PROVIDED RECORDS:

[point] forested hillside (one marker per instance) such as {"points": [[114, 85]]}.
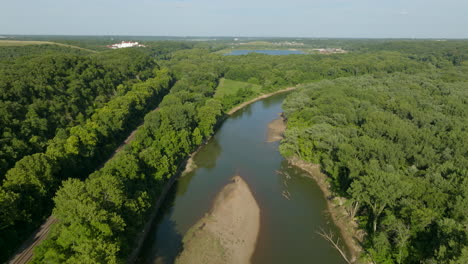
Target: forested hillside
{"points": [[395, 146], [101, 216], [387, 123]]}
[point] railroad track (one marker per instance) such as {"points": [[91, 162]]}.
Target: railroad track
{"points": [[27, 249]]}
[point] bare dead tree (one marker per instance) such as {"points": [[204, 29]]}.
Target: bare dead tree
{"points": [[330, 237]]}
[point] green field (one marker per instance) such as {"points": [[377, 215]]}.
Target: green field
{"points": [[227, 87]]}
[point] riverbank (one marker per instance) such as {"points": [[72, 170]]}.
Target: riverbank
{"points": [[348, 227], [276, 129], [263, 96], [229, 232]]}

==

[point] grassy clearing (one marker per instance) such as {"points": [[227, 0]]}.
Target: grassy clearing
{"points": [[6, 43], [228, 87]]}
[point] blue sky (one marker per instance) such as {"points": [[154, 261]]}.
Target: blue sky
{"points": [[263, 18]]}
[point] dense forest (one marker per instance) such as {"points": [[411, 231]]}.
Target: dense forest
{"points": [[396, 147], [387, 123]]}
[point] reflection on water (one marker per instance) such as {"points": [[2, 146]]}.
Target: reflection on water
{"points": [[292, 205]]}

* * *

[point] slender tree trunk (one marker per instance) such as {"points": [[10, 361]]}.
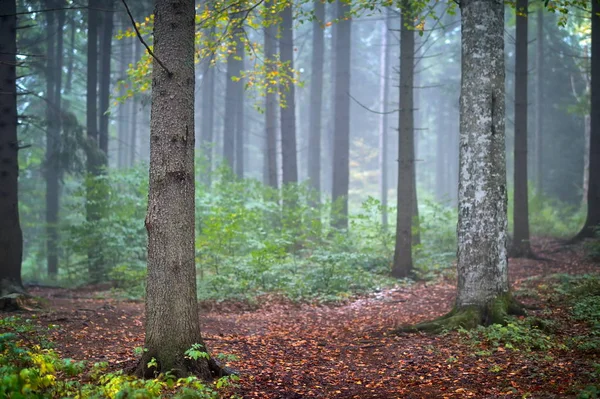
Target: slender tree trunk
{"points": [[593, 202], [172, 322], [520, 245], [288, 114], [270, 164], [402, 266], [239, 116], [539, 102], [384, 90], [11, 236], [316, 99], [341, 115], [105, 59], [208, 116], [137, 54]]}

TASK OBJECTIVE: How many lines of the material contain the word "slender"? Reply with the number only.

RESPONSE: 2